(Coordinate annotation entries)
========================================================================

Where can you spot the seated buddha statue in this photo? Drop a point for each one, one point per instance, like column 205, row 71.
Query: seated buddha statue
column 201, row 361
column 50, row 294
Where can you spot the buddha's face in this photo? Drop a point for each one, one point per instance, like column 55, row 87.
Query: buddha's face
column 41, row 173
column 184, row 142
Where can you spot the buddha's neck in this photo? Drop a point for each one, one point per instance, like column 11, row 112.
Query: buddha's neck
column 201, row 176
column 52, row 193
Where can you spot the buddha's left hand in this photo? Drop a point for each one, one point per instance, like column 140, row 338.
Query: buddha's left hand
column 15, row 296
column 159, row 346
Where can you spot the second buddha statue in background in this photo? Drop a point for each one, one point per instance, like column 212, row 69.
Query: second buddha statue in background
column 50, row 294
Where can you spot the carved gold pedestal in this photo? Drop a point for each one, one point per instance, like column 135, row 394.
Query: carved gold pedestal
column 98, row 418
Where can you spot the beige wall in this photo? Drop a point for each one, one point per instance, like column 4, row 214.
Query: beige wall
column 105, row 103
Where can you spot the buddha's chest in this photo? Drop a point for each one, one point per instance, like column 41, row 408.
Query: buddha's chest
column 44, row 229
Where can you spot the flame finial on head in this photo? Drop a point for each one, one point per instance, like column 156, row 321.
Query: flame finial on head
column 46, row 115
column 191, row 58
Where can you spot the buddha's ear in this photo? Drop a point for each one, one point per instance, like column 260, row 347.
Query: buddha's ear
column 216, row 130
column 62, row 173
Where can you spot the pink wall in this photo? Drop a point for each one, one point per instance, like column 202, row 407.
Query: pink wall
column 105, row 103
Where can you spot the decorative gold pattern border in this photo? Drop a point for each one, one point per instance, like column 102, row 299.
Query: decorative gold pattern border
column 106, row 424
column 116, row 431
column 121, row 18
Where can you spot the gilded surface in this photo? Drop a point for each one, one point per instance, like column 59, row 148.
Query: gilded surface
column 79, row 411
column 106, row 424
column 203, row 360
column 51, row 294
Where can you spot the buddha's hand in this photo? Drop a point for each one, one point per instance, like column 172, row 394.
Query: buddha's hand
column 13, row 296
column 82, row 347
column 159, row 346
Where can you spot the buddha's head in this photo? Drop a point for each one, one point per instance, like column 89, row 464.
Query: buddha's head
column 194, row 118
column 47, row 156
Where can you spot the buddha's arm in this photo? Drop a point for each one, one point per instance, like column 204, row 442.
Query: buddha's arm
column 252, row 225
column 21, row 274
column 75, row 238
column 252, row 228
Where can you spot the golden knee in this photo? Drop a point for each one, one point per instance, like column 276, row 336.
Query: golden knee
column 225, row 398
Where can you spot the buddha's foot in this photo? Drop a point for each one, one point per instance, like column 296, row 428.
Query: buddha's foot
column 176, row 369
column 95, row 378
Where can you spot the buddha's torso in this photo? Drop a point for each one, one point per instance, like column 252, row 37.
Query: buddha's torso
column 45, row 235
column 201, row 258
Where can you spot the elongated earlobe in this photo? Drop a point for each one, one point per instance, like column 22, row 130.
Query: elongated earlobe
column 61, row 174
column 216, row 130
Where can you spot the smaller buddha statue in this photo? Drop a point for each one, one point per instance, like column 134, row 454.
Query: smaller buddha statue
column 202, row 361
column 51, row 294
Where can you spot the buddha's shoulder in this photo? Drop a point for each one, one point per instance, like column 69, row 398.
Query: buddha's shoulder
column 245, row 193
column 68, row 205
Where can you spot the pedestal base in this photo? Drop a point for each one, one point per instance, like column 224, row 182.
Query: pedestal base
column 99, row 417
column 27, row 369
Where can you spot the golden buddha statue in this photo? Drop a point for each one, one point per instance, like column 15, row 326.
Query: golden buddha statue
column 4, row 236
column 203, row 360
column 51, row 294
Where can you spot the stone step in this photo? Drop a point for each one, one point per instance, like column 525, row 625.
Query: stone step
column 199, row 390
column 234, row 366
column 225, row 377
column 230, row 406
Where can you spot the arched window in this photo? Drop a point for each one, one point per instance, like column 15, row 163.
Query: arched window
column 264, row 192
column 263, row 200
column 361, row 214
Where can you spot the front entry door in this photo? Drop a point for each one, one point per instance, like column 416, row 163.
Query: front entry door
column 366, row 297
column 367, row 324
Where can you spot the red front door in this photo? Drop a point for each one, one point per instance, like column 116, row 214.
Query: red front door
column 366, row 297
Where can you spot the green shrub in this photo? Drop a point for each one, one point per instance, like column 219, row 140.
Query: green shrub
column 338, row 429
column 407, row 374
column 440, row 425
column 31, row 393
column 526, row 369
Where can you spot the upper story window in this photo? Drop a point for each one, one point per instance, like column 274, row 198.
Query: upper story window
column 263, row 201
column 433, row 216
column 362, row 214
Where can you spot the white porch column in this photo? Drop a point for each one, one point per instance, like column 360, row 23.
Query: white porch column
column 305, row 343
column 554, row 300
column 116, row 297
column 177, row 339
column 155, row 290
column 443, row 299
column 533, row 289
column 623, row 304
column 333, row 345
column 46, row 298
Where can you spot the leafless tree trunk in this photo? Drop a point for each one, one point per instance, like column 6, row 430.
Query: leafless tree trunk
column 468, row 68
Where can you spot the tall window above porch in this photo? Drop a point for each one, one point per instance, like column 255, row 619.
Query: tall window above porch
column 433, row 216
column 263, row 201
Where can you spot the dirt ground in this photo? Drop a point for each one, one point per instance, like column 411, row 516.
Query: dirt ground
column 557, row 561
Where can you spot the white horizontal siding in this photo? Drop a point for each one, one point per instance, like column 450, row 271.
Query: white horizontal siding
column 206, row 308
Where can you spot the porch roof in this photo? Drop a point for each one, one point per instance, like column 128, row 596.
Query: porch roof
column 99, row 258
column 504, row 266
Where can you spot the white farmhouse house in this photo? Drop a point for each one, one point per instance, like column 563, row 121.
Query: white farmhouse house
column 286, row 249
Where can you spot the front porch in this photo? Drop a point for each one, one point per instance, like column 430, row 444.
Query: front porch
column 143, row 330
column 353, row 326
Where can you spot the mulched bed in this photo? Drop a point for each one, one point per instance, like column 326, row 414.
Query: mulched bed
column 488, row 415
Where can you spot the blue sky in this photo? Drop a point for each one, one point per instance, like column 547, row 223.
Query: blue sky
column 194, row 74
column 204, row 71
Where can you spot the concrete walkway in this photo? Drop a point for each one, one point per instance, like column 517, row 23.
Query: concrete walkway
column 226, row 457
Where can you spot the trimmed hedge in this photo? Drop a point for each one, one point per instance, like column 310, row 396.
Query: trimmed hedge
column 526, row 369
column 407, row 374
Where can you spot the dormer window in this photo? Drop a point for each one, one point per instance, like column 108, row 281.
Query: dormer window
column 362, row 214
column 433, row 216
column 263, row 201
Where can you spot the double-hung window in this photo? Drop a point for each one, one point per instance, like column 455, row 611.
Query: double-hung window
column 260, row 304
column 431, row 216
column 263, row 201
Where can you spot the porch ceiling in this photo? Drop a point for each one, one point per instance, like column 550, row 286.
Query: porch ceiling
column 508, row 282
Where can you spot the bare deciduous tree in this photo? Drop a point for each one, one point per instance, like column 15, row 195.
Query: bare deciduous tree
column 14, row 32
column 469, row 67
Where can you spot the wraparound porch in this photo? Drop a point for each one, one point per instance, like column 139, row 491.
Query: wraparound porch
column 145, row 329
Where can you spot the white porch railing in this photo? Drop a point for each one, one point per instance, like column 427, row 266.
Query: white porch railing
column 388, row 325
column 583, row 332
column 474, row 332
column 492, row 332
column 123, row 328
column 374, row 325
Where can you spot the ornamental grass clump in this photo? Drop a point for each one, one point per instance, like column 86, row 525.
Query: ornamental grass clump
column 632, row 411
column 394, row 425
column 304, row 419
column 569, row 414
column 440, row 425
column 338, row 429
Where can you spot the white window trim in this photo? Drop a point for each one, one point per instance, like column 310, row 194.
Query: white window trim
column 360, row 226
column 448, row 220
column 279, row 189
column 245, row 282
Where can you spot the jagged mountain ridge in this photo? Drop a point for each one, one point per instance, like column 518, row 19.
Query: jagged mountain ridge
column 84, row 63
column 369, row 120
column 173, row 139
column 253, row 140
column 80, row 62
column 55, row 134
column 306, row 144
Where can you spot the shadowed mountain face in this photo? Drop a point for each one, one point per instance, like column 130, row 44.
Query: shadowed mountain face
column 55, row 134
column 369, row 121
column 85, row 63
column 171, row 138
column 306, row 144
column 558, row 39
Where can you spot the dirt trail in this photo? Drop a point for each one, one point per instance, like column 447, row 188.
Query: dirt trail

========================================================================

◆ Written instruction
Copy out the material above word for word, beginning at the line that contains "Where can you spot the buddha's left" and stopping after the line that contains "column 98, row 418".

◆ Task response
Where can you spot the buddha's left hand in this photo? Drop a point for each one, one point per instance, like column 140, row 338.
Query: buddha's left hand
column 15, row 296
column 159, row 346
Where can you spot the second buddha statue in background in this photo? Drop a point for each one, one point per instance, like column 212, row 69.
Query: second buddha statue in background
column 50, row 294
Where can you spot the carved gold pedestal in this photo? Drop a point for each one, one point per instance, like column 135, row 394.
Query: carved gold pedestal
column 98, row 418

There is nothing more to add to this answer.